_Stated goal a_. Show every line of the records that contains the word "seat".

_Selected passage_.

Fighting Our Foe to Find a Voice

          I have found in everyone of the novels I have read by Coetzee an exploration of storytelling, and history and Foe has not been the exception. Coetzee has dealt with the problems of finding a voice, how to tell a story, and with the preoccupation of how a story will be understood (or misunderstood) by generations to come. I find that Foe more than any of the other novels reaches into the depths of creation, and what it is to create a narrative and give life to not one, but many different voices. Coetzee in this novel touches on the idea of voice in peculiar way because he gives voice to a woman, Susan Barton, and to a black slave, Friday, during the late 17th century. These people who during this time would have not had much say in their own lives become the center of the story as the patriarchal narrative dies off when Cruso dies on the ship. The death of Cruso can seen as the metaphorical death of old narratives, that were male centered, and colonial, dying off, to give way to the narrative of this woman and slave.
          Despite the fact that Friday is unable to speak because he has no tongue his silence speaks for him, and it is his eerie silence that lingers and jabs at us at every turn of a page. In the novel while Foe and Susan argue about Friday's inability to tell his story Foe states, “We must make Friday's silence speak, as well as the silence surrounding Friday.” (
Foe, pg. 142) Susan becomes obsessed over Friday's loss of his tongue not simply because it is a physical mutilation that is hard to look at, but because it hinders Friday from all communication or because she believes it to. Throughout the novel Susan mourns the fact that Friday cannot engage in storytelling but she does not understand that much like she decides to keep the story of Bahia to herself, Friday too decides to keep to himself, of his own desire. Speech comes in many forms in the novel, it appears in writing, in dialogue, music, gesturing, and even dancing. However, it must be noted that every one of these vehicles for language have their own lexicon and unless one has familiarity with it, it can seem foreign or nonsensical. Susan ignores both Friday's silences and his attempts at expression as simple dullness, while ignoring the fact that she could have been learning about Friday from these expressions. This speaks to the fact that people tend to ignore what they do not immediately recognize and what is not familiar is meaningless. Therefore it can be said that because slaves like Friday represent the “other”, to the “self” their narratives are trivial and senseless. There were times in the book where I felt that Friday did indeed still have a tongue but only chose not to use it because he knew his speech would be misconstrued, and bastardized much like Susan feared would happen to her own words.

Extracted records:
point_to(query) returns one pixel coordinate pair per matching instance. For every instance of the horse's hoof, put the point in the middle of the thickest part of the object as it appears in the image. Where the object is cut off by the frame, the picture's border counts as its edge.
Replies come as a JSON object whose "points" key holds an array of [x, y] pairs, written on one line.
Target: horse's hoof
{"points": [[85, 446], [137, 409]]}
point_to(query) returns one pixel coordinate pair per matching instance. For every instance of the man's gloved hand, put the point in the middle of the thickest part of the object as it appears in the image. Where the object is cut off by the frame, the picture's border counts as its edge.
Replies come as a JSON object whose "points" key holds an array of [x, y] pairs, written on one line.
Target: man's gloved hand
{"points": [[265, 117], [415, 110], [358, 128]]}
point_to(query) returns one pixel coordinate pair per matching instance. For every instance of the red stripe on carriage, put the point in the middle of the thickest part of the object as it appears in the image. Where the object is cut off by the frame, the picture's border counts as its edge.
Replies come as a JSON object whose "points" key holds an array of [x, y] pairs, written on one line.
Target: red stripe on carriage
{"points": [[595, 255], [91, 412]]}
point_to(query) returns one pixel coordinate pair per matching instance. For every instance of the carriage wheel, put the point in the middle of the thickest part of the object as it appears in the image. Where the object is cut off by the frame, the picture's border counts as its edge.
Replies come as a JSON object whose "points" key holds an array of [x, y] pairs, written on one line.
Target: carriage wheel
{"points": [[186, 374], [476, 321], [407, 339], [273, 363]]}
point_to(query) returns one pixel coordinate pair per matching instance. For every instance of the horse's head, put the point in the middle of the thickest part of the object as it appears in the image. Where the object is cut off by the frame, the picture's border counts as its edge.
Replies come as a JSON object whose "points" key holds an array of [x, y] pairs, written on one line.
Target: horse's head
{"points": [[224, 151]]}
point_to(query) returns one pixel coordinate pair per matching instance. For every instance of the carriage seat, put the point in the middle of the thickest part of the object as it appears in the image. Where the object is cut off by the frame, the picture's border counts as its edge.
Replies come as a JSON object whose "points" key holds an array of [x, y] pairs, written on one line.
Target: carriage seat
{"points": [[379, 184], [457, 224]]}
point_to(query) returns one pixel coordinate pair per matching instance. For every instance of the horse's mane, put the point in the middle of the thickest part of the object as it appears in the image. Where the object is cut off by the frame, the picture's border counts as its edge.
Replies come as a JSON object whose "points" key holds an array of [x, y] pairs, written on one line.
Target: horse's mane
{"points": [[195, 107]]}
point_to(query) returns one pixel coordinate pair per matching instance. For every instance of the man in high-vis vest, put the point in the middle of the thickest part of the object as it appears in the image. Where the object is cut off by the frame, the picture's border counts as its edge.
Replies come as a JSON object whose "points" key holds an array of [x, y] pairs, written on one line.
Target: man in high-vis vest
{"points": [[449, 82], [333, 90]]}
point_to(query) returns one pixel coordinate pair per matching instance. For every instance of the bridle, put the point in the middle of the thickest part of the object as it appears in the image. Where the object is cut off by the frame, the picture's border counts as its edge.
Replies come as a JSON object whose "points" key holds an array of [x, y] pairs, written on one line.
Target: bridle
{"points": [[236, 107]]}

_Stated goal b_.
Answer these questions from the essay on Foe:
(i) Whose death does the writer read as the metaphorical death of old, male-centered narratives?
(ii) What physical fact about Friday makes him unable to speak?
(iii) Which story does Susan decide to keep to herself?

_Worked solution a_.
point_to(query) returns one pixel coordinate pair per matching instance. For every instance of the carriage seat, put the point in the middle of the thickest part of the object as it appears in the image. Where the object is cut off by the frame, the picture's border counts as its edge.
Target: carriage seat

_Worked solution b_.
(i) Cruso's death
(ii) He has no tongue.
(iii) The story of Bahia